A word-for-word copy of the lines below, starting at the line with "Exercise. Mark the blue" and ending at the last one, is what you should give. Omit every picture.

>>>

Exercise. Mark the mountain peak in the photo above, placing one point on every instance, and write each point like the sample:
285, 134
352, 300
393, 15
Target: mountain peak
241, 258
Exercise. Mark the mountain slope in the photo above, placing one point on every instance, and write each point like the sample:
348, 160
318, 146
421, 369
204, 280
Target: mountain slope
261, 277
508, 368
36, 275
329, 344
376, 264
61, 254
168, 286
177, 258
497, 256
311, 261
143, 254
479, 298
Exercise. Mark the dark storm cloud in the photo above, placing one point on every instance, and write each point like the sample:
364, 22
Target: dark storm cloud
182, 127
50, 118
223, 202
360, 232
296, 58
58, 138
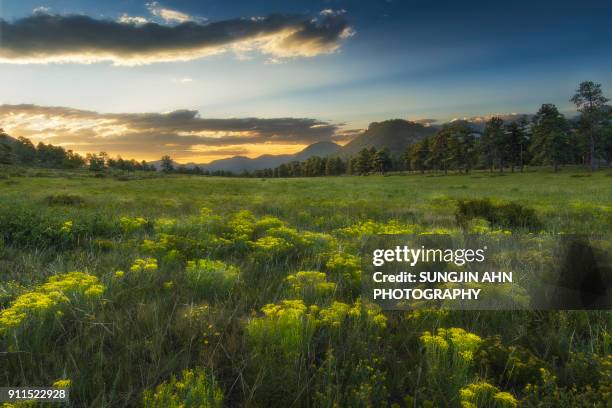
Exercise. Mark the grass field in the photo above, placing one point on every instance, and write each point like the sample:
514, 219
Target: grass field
245, 292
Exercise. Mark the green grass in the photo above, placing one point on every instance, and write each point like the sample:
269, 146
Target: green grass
153, 322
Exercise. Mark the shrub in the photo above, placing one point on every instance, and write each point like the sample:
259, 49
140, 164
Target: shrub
195, 389
210, 278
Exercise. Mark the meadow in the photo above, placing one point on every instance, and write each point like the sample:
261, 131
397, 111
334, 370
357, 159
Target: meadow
160, 290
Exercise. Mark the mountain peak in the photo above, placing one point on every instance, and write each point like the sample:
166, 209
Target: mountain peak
394, 134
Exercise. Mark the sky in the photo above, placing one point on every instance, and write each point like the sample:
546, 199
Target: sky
203, 80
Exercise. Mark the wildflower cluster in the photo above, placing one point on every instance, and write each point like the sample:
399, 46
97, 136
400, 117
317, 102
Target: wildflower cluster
63, 383
66, 227
50, 298
209, 277
195, 389
463, 343
310, 285
483, 394
344, 265
129, 225
146, 265
370, 227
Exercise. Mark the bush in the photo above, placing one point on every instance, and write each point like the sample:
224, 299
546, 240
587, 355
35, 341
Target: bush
503, 214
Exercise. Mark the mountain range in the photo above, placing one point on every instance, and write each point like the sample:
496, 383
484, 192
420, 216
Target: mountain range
395, 135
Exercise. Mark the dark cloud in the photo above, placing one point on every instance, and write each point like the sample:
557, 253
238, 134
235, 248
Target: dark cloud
425, 121
182, 131
47, 38
346, 135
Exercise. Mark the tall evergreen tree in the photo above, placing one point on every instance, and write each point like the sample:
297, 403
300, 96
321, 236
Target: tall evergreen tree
516, 142
591, 103
381, 161
492, 143
550, 140
363, 162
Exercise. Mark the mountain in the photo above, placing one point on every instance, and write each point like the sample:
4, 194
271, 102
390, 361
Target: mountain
238, 164
395, 135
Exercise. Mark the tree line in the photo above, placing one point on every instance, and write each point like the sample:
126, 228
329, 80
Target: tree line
548, 138
23, 152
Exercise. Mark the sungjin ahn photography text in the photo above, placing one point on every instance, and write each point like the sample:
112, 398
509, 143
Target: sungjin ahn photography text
318, 204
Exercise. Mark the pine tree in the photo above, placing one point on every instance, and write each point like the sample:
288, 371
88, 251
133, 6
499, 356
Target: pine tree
550, 141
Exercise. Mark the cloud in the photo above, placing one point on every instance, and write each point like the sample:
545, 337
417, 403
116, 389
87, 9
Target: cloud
149, 135
169, 15
44, 38
425, 121
182, 80
41, 10
346, 135
135, 20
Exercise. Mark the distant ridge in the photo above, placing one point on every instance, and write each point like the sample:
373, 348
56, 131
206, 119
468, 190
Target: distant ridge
395, 135
239, 164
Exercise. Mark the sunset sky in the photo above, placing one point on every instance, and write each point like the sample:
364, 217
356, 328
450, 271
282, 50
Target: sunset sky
202, 80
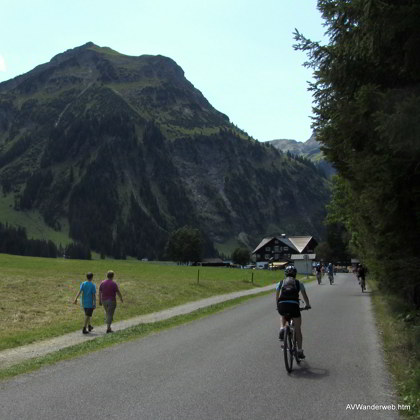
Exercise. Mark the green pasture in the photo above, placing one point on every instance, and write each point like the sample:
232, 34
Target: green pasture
38, 293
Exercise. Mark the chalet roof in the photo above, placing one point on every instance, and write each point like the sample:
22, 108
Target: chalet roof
302, 256
285, 241
262, 243
300, 242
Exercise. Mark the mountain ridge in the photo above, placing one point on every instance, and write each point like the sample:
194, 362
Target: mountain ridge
125, 150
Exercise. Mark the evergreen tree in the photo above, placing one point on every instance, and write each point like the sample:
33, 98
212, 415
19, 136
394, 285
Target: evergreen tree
367, 107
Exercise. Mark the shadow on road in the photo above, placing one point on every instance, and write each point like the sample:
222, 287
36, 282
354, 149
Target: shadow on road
308, 372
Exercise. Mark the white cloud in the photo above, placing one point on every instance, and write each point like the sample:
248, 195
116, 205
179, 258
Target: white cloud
2, 63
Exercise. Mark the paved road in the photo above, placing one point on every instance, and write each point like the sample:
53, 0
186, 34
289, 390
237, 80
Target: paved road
226, 366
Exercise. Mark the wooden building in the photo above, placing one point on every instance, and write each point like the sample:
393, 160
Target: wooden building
278, 250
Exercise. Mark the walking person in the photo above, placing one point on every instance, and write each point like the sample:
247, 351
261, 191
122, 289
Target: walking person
108, 290
88, 301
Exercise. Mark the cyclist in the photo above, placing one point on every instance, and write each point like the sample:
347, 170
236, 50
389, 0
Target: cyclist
330, 271
318, 271
361, 273
287, 301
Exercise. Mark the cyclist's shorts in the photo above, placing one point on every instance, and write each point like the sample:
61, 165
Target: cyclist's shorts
289, 310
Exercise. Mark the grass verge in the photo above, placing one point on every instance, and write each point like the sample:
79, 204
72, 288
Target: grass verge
399, 328
38, 293
132, 333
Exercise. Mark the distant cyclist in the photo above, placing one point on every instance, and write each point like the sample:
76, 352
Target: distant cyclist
318, 271
361, 276
287, 301
330, 271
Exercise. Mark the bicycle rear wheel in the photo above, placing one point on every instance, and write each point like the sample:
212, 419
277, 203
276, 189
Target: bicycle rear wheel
295, 352
288, 349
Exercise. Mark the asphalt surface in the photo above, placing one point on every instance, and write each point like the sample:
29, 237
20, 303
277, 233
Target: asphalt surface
226, 366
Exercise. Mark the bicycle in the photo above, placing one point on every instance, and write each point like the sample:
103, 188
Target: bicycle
331, 278
362, 283
290, 350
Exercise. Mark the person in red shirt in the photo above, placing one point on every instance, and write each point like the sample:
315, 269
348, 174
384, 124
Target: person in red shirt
107, 297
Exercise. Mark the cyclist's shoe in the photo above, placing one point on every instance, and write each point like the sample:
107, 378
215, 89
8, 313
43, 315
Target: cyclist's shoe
281, 334
300, 354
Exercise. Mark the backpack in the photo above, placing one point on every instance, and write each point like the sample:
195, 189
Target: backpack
289, 289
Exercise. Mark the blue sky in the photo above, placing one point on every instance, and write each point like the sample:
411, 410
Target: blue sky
238, 53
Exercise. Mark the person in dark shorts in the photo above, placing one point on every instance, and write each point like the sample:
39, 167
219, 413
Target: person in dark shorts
88, 301
108, 290
287, 302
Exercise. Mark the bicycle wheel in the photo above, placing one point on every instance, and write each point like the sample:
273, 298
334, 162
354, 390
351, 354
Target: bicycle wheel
295, 352
288, 349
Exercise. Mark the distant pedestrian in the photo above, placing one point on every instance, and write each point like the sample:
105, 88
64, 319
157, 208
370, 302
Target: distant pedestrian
107, 297
88, 301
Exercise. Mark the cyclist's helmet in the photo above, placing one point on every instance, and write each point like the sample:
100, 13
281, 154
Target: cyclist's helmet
290, 271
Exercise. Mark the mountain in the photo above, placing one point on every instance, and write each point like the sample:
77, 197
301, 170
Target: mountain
310, 149
117, 151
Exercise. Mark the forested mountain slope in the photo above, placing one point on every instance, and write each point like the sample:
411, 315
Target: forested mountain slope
118, 151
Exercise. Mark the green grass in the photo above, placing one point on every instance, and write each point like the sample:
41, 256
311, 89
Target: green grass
118, 337
399, 327
38, 293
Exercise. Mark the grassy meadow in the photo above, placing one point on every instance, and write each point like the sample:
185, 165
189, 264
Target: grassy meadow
38, 293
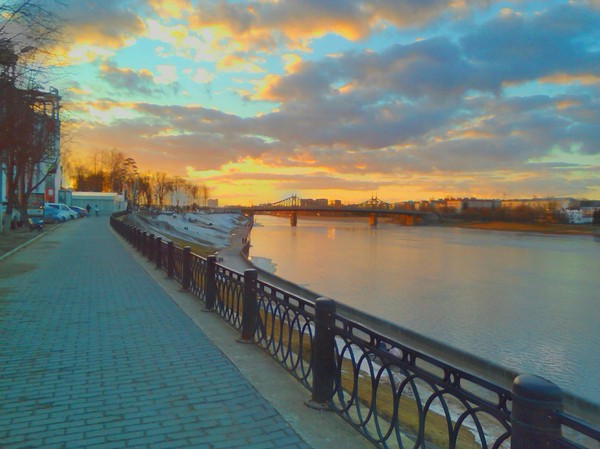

<<<

**Response area:**
Exercise. Mark the blue sky in the photo above, placing one point on every instance, and write each point like the sample:
411, 410
Target: blue sky
238, 53
Exercise. Mark the person in dark shorts in the photo above, placing one point on every instance, and write each point like the sample:
39, 167
219, 413
Target: person in dark shorts
88, 301
108, 290
287, 302
Exercise. Mark the bicycle wheel in the photo above, placing one point on every instance, and write each point like the sample:
273, 298
334, 162
354, 390
351, 354
Target: bicycle wheel
295, 352
288, 349
Exercise. Mark the distant pedestrian in the photo above, placing one point on every instance, and write each point like the sample:
105, 88
64, 319
157, 208
370, 302
Target: distant pedestrian
107, 297
88, 301
Exercise. Mark the cyclist's helmet in the photo above, placing one point on every instance, and write each point like the sample:
100, 13
281, 154
Target: cyclist's helmet
290, 271
Exercise. Mark the mountain in the photo above, placing one point on every instance, and write each point like the sample:
77, 197
301, 170
Target: mountain
310, 149
117, 151
Exercise. Mark the forested mountain slope in the photo above, placing one point on every instance, and write each point like the sample:
411, 315
Target: forested mountain slope
118, 151
Exercise. Mark the green grass in the photo above, placing one point on every instance, and write each point like the sample:
41, 256
311, 89
Target: green grass
118, 337
399, 327
38, 293
Exercise. Mark the grassy meadow in the photo above, placing one point on every instance, and write each point like the sample:
185, 165
189, 264
Target: grassy meadow
38, 293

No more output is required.